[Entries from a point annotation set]
+++++

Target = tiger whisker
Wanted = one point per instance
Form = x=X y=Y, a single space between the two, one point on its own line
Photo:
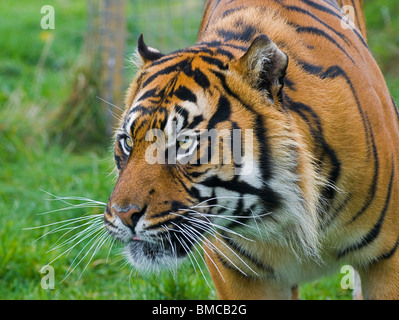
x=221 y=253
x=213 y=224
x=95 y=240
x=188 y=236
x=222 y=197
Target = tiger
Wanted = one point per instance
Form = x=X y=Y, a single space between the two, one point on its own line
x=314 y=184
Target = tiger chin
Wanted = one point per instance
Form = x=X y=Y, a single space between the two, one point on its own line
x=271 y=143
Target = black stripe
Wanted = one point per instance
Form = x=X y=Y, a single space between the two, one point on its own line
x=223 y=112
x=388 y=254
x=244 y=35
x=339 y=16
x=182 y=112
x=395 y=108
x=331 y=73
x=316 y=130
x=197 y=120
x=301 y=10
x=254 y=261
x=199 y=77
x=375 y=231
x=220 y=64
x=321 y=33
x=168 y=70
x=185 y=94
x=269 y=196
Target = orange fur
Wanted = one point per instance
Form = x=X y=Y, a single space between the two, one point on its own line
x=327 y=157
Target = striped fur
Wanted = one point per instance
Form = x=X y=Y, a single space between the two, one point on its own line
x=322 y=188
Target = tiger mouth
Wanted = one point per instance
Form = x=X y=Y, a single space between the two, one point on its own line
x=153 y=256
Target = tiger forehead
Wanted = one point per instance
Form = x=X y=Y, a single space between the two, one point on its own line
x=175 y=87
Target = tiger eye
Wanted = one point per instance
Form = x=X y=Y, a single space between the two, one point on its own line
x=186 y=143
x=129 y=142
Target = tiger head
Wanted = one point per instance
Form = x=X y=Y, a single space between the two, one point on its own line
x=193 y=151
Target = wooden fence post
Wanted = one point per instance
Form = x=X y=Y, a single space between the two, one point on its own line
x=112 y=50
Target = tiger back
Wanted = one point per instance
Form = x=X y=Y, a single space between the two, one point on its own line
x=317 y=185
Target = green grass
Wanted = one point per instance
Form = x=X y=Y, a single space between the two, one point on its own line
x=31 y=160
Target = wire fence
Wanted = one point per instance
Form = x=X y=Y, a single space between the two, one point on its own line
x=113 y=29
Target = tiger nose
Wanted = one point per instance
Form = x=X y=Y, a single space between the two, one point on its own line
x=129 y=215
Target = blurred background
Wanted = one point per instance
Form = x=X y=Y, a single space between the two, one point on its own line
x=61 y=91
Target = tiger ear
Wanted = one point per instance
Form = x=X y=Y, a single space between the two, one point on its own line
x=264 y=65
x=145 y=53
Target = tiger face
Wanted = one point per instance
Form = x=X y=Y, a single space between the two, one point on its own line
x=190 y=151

+++++

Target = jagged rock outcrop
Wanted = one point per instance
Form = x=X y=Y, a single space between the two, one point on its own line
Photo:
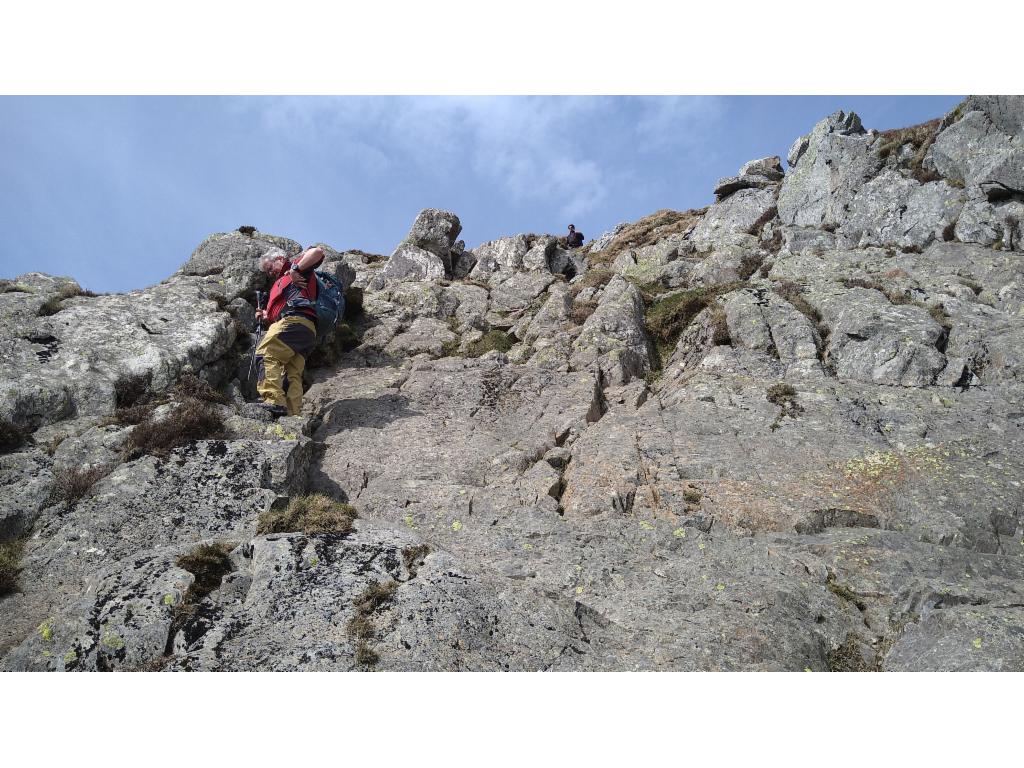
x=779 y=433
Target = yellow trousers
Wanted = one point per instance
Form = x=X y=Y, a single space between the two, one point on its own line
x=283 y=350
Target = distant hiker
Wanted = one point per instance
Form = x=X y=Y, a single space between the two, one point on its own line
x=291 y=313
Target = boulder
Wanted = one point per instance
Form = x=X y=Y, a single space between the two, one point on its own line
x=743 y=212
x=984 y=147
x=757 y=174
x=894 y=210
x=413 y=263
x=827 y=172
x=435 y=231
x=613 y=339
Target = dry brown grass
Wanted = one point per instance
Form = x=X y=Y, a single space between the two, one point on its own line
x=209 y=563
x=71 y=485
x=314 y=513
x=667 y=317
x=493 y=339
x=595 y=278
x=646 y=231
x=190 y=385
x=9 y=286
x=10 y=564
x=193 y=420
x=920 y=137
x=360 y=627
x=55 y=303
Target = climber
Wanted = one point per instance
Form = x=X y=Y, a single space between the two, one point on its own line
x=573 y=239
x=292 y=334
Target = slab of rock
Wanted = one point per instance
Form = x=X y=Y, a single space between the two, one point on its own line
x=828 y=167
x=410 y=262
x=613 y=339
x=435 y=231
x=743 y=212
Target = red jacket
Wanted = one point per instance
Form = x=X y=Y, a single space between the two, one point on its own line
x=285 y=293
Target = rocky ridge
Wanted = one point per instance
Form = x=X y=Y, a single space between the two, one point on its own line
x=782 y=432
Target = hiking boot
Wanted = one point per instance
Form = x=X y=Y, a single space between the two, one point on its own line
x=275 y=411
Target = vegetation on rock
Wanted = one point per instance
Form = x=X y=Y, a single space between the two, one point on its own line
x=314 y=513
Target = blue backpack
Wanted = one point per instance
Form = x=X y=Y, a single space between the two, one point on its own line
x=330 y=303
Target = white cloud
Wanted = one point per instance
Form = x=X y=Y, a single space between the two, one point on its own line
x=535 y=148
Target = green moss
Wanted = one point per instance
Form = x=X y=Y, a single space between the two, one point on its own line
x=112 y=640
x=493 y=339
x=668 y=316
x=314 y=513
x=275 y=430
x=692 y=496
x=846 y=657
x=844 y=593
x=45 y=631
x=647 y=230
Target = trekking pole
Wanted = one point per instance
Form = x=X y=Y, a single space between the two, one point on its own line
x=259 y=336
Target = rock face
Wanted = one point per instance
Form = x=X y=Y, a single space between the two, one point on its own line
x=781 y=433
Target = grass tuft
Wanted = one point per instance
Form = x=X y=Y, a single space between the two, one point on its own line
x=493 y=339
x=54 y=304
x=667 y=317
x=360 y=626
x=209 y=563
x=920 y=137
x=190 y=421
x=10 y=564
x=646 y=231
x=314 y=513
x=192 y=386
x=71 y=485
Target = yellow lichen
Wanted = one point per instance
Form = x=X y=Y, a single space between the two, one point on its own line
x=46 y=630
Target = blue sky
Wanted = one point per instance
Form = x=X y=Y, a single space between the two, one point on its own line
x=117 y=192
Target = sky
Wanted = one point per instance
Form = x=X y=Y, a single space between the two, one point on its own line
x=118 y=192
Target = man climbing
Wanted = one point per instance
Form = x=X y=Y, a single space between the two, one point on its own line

+++++

_What to produce_
Copy out every line of the entries above, from the line containing "Target = tiger whisker" through the line containing "x=271 y=143", inclusive. Omit the pictures from your copy.

_Exercise output_
Target = tiger whisker
Wanted = one point per instance
Form = x=X y=Y, a single space between the two, one point on its own line
Photo:
x=221 y=253
x=213 y=224
x=95 y=240
x=188 y=236
x=222 y=197
Target = tiger
Wanted = one point per instance
Form = x=X y=Y, a single space between the two, one point on its own line
x=314 y=184
Target = tiger chin
Wanted = one point per instance
Form = x=X y=Y, a single space between the two, one point on its own line
x=271 y=143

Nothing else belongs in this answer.